* [PROMPT]:
Produce a verbatim transcript of the entries below, excluding pictures.
(ENTRIES SUPPLIED Opens)
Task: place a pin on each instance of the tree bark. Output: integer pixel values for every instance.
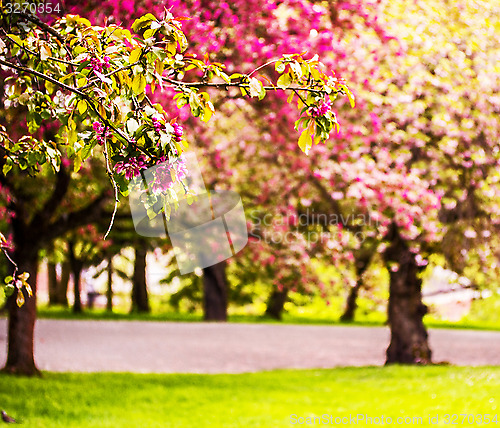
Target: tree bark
(109, 290)
(215, 292)
(276, 303)
(362, 263)
(52, 282)
(140, 299)
(62, 286)
(20, 356)
(351, 302)
(76, 270)
(409, 339)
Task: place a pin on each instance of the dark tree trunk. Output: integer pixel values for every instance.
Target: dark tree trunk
(140, 299)
(53, 283)
(409, 339)
(276, 303)
(351, 302)
(109, 290)
(215, 292)
(76, 271)
(62, 286)
(362, 262)
(20, 356)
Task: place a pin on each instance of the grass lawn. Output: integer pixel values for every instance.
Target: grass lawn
(488, 319)
(266, 399)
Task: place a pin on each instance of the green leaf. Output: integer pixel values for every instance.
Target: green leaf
(284, 81)
(255, 87)
(143, 21)
(82, 106)
(305, 141)
(134, 55)
(132, 126)
(139, 84)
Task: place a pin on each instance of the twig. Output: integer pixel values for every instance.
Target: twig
(115, 187)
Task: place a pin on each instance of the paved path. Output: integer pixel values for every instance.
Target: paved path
(169, 347)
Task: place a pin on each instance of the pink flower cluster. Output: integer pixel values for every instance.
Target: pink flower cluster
(178, 131)
(98, 64)
(157, 124)
(166, 174)
(321, 109)
(131, 167)
(100, 134)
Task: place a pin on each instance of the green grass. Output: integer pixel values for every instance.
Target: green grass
(487, 319)
(264, 399)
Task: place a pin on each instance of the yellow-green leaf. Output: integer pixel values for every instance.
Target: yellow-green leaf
(305, 141)
(82, 106)
(139, 84)
(134, 55)
(284, 81)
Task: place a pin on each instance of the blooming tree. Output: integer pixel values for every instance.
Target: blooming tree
(96, 82)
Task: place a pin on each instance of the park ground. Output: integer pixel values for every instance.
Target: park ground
(407, 395)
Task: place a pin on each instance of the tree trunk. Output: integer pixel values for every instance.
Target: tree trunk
(362, 262)
(76, 271)
(109, 290)
(140, 299)
(77, 275)
(215, 292)
(276, 303)
(409, 339)
(351, 302)
(53, 283)
(20, 356)
(62, 286)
(ENTRIES SUPPLIED Closes)
* [RESPONSE TO THIS EXERCISE]:
Task: place a pin on each instance of the tree bark. Output: integer pixel values for every instance.
Target: tree bark
(109, 290)
(215, 292)
(276, 303)
(362, 263)
(52, 282)
(140, 299)
(62, 286)
(20, 356)
(351, 302)
(76, 270)
(409, 339)
Task: place a pin on each instance of the dark tree trunk. Output: integer pixel values for every instance.
Target: dark tree trunk
(140, 299)
(53, 283)
(409, 339)
(276, 303)
(351, 302)
(109, 290)
(215, 292)
(76, 271)
(62, 286)
(362, 262)
(20, 356)
Task: place a pin on each instance of the grass lawn. Output: integer pixel values for every instance.
Target: grass lawn
(488, 319)
(266, 399)
Task: place a pin on each instance of the green leaf. Output: integer pixel values for every instance.
Target: green leaf
(284, 81)
(255, 87)
(143, 21)
(82, 106)
(305, 141)
(134, 55)
(132, 126)
(139, 84)
Task: place a pin on each instance of the twig. Output: integer pixel values for every instance.
Target: twig
(115, 187)
Task: place a pin on each instance of the paved path. Output: integer pixel values for every instance.
Target: paved path
(169, 347)
Task: place a pin on each instance of the pink flower cluster. Output: integer pixel values for every instance.
Target: pink flower cluster
(178, 131)
(98, 64)
(157, 124)
(166, 174)
(321, 109)
(131, 167)
(100, 134)
Task: place a pin on each instance of the green grass. Output: integer pixel values for every instance.
Target: green grass
(487, 319)
(264, 399)
Task: place a pin on each instance of the yellow-green leaf. Output: integer pixel values for every instance.
Target: yellow-green leaf
(305, 141)
(82, 106)
(139, 84)
(134, 55)
(284, 81)
Task: place a pin on each instance of the blooming tree. Output: integer pixel values for every instance.
Target: blooming tree
(96, 82)
Task: place a pin on each instance of the park ground. Output: integer pixel values for every instance.
Target: park ground
(407, 395)
Task: place a pin on each instance of the tree trunk. Output: integer pixel values for every instance.
Target: tree trunk
(362, 262)
(76, 271)
(109, 290)
(140, 299)
(77, 275)
(215, 292)
(276, 303)
(409, 339)
(351, 302)
(53, 283)
(20, 356)
(62, 286)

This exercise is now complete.